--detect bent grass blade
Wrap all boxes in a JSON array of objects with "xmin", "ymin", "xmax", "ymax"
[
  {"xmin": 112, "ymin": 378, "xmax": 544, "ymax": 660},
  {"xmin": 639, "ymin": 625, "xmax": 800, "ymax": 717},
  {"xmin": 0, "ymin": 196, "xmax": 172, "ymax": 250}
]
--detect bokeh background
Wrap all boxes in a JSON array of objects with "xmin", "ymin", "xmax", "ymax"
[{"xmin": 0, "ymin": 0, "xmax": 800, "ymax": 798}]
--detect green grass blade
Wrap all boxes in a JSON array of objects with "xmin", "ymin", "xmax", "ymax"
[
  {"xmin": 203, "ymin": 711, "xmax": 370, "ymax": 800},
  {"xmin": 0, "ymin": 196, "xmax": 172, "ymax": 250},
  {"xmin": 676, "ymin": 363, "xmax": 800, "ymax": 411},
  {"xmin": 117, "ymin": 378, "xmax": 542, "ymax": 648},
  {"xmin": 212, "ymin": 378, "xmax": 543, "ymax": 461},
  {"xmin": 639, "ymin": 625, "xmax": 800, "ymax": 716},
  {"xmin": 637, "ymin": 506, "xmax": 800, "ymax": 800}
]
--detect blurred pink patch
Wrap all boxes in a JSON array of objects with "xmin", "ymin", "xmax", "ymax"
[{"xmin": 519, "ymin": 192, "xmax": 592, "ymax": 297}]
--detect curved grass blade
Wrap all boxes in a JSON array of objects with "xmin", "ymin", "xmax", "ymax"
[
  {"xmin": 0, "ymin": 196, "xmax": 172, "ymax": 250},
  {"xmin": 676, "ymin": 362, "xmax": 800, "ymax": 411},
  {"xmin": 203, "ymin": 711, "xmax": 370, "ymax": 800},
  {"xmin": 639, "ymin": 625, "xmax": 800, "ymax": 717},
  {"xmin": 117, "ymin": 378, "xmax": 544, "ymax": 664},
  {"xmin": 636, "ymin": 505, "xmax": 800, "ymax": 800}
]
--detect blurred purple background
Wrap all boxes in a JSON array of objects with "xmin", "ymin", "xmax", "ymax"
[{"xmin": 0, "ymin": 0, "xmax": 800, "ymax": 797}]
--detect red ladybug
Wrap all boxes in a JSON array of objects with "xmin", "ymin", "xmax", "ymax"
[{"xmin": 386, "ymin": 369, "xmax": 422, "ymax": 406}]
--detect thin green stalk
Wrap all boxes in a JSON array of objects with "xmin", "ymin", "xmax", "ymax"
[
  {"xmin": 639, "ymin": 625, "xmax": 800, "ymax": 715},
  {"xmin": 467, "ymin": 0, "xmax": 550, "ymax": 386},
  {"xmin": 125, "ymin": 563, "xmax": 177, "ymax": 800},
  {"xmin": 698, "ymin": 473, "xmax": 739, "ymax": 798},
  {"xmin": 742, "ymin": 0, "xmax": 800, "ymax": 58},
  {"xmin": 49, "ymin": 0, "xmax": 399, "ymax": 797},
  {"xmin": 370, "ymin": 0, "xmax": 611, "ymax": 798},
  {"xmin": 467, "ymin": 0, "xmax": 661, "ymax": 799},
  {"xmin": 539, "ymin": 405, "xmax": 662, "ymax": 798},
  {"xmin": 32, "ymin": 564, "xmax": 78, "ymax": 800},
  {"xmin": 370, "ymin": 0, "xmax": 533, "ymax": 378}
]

★ ★ ★ ★ ★ ★ ★

### TASK DESCRIPTION
Reproduce all of the records above verbatim, line for line, without alteration.

### COMPLETED TASK
--detect bent grass blade
Wrap all boxes in a JSON array of objects with "xmin", "ymin", "xmax", "ymax"
[
  {"xmin": 112, "ymin": 378, "xmax": 544, "ymax": 660},
  {"xmin": 639, "ymin": 625, "xmax": 800, "ymax": 717},
  {"xmin": 0, "ymin": 196, "xmax": 172, "ymax": 250}
]
--detect bokeh background
Wrap all boxes in a JSON array of objects with "xmin", "ymin", "xmax", "ymax"
[{"xmin": 0, "ymin": 0, "xmax": 800, "ymax": 798}]
--detect green grass blade
Wrap all boxes in a JSON array of objects with "xmin", "ymin", "xmax", "ymax"
[
  {"xmin": 203, "ymin": 711, "xmax": 370, "ymax": 800},
  {"xmin": 0, "ymin": 196, "xmax": 172, "ymax": 250},
  {"xmin": 676, "ymin": 363, "xmax": 800, "ymax": 411},
  {"xmin": 117, "ymin": 378, "xmax": 542, "ymax": 648},
  {"xmin": 212, "ymin": 378, "xmax": 543, "ymax": 461},
  {"xmin": 639, "ymin": 625, "xmax": 800, "ymax": 716},
  {"xmin": 637, "ymin": 506, "xmax": 800, "ymax": 800}
]
--detect blurred pink patch
Wrap all boxes in a JSON array of objects with "xmin", "ymin", "xmax", "ymax"
[{"xmin": 519, "ymin": 192, "xmax": 592, "ymax": 297}]
--detect curved grass blade
Wrap all boxes in a JSON array of objects with "xmin", "ymin", "xmax", "ymax"
[
  {"xmin": 0, "ymin": 196, "xmax": 172, "ymax": 250},
  {"xmin": 676, "ymin": 362, "xmax": 800, "ymax": 411},
  {"xmin": 203, "ymin": 711, "xmax": 370, "ymax": 800},
  {"xmin": 639, "ymin": 625, "xmax": 800, "ymax": 717},
  {"xmin": 117, "ymin": 378, "xmax": 544, "ymax": 664},
  {"xmin": 636, "ymin": 505, "xmax": 800, "ymax": 800}
]
--detect blurred purple background
Wrap all boxes in a JSON array of objects with "xmin", "ymin", "xmax", "ymax"
[{"xmin": 0, "ymin": 0, "xmax": 800, "ymax": 797}]
--detect red ladybug
Wrap all boxes in a JSON array of objects with "xmin", "ymin", "xmax", "ymax"
[{"xmin": 386, "ymin": 369, "xmax": 422, "ymax": 406}]
--detect thin green stalk
Wrap all boxes in a JSON array of objects with "xmin", "ymin", "xmax", "ymax"
[
  {"xmin": 639, "ymin": 625, "xmax": 800, "ymax": 715},
  {"xmin": 467, "ymin": 0, "xmax": 550, "ymax": 386},
  {"xmin": 125, "ymin": 563, "xmax": 177, "ymax": 800},
  {"xmin": 698, "ymin": 473, "xmax": 739, "ymax": 798},
  {"xmin": 742, "ymin": 0, "xmax": 800, "ymax": 58},
  {"xmin": 49, "ymin": 0, "xmax": 399, "ymax": 797},
  {"xmin": 370, "ymin": 0, "xmax": 611, "ymax": 798},
  {"xmin": 467, "ymin": 0, "xmax": 661, "ymax": 799},
  {"xmin": 539, "ymin": 405, "xmax": 662, "ymax": 798},
  {"xmin": 32, "ymin": 564, "xmax": 78, "ymax": 800},
  {"xmin": 370, "ymin": 0, "xmax": 533, "ymax": 378}
]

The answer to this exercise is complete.